━━━━━ TASK DATA

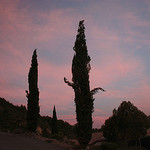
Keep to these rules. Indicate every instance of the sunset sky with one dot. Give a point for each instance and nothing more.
(118, 42)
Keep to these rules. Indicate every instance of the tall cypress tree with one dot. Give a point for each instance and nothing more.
(83, 96)
(33, 95)
(54, 122)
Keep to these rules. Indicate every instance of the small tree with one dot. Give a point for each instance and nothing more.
(33, 95)
(54, 122)
(83, 96)
(126, 123)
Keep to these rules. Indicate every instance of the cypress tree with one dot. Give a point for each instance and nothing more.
(54, 122)
(33, 95)
(83, 96)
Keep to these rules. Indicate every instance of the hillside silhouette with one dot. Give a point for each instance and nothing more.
(13, 119)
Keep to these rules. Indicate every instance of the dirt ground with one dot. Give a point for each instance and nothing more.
(10, 141)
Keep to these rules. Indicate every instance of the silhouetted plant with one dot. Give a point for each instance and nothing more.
(54, 122)
(83, 96)
(126, 123)
(33, 95)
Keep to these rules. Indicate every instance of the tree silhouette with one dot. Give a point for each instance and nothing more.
(126, 123)
(33, 95)
(54, 122)
(83, 96)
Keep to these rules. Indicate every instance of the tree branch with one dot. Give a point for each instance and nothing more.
(95, 90)
(69, 83)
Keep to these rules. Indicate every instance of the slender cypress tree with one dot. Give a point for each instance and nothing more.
(33, 95)
(83, 96)
(54, 122)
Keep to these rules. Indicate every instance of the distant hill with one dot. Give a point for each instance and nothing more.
(13, 119)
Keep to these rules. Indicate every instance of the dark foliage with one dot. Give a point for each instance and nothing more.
(12, 117)
(54, 122)
(126, 123)
(83, 96)
(33, 96)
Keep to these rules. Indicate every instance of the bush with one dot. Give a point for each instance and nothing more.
(108, 146)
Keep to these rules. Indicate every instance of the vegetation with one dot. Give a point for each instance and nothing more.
(33, 96)
(13, 119)
(54, 122)
(83, 96)
(126, 123)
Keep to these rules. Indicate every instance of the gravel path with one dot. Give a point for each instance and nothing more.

━━━━━━━━━━

→ **AIM OF THE TASK**
Turn every line of the items above into a Markdown table with two columns, Row and Line, numbering the rows and skipping any blank lines. Leave the pictures out of the table.

→ **ANSWER TO THE TASK**
| Row | Line |
|---|---|
| 1 | Keep to these rules. Indicate every instance of the sunset sky with one dot. Give a point for each instance and nothing more. |
| 2 | (118, 42) |
| 3 | Keep to these rules. Indicate every instance of the tall cypress tree with one dot. Give a point for each instance and nothing more. |
| 4 | (83, 96) |
| 5 | (33, 95) |
| 6 | (54, 122) |
| 7 | Keep to these rules. Indicate every instance of the small tree with one dot. Give a point for each instance and nothing more. |
| 8 | (33, 95) |
| 9 | (54, 122) |
| 10 | (83, 96) |
| 11 | (126, 123) |
| 12 | Keep to these rules. Indicate every instance of the cypress tree with one dot. Give a point for each instance and nothing more. |
| 13 | (54, 122) |
| 14 | (33, 95) |
| 15 | (83, 96) |
| 16 | Keep to these rules. Indicate every instance of the hillside silhouette with one dot. Give a point for each instance and nothing more. |
| 17 | (13, 119) |
| 18 | Keep to these rules. Indicate every instance of the dirt ground with one dot. Give a point for each instance and nothing more. |
| 19 | (10, 141) |
| 20 | Keep to these rules. Indicate every instance of the silhouetted plant with one dot. Give a point for each instance and nothing more. |
| 21 | (54, 122) |
| 22 | (83, 96) |
| 23 | (126, 123) |
| 24 | (33, 95) |
| 25 | Keep to these rules. Indicate every instance of the tree silhouette with one dot. Give a point for each instance and nothing more. |
| 26 | (126, 123) |
| 27 | (33, 95) |
| 28 | (54, 122) |
| 29 | (83, 96) |
| 30 | Keep to these rules. Indicate every instance of the tree branch with one dot. Give a point for each instance and nothing more. |
| 31 | (95, 90) |
| 32 | (69, 83) |
| 33 | Keep to these rules. Indicate every instance of the slender cypress tree with one dot. Give a point for each instance and nothing more. |
| 34 | (33, 95) |
| 35 | (83, 96) |
| 36 | (54, 122) |
| 37 | Keep to these rules. Indicate every instance of the distant hill with one dot. Give a point for each instance and nothing more. |
| 38 | (13, 119) |
| 39 | Keep to these rules. Indicate every instance of the dark foliage with one dot. Give a point for each instance and nothing more. |
| 40 | (12, 117) |
| 41 | (54, 122) |
| 42 | (126, 123) |
| 43 | (83, 96) |
| 44 | (33, 96) |
| 45 | Keep to these rules. Indicate every instance of the bush with one dot. Give a point for each instance and nothing more. |
| 46 | (108, 146) |
| 47 | Keep to these rules. Indicate every instance of the vegetation with one dot. Give a point for each instance and nothing more. |
| 48 | (33, 96) |
| 49 | (13, 119) |
| 50 | (54, 122) |
| 51 | (83, 96) |
| 52 | (126, 123) |
| 53 | Keep to these rules. Indicate every instance of the gravel path with one dot. Give a point for each instance and nothing more. |